#### [A few records]
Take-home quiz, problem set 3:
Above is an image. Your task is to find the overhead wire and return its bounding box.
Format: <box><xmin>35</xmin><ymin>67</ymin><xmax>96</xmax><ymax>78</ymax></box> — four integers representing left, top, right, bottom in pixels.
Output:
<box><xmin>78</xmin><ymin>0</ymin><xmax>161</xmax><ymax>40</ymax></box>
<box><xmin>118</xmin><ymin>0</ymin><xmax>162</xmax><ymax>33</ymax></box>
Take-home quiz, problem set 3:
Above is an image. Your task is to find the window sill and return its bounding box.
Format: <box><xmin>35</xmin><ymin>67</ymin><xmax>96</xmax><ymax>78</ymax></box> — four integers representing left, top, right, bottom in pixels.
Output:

#### [What is asked]
Rewrite every line of the records above as a Markdown table with the columns "Row" and "Text", numbering the rows and leaving out blank lines.

#### [Exercise output]
| Row | Text |
|---|---|
| 1 | Take-home quiz, problem set 3: |
| 2 | Above is an image. Your task is to find the overhead wire and return its bounding box. |
| 3 | Format: <box><xmin>35</xmin><ymin>67</ymin><xmax>96</xmax><ymax>78</ymax></box> — four integers representing left, top, right, bottom in pixels. |
| 4 | Output: |
| 5 | <box><xmin>78</xmin><ymin>0</ymin><xmax>161</xmax><ymax>40</ymax></box> |
| 6 | <box><xmin>118</xmin><ymin>0</ymin><xmax>162</xmax><ymax>33</ymax></box> |
| 7 | Take-home quiz, problem set 3: |
| 8 | Above is an image. Your task is to find the window sill and return its bounding box. |
| 9 | Format: <box><xmin>35</xmin><ymin>67</ymin><xmax>96</xmax><ymax>78</ymax></box> — four integers representing left, top, right, bottom in pixels. |
| 10 | Output: |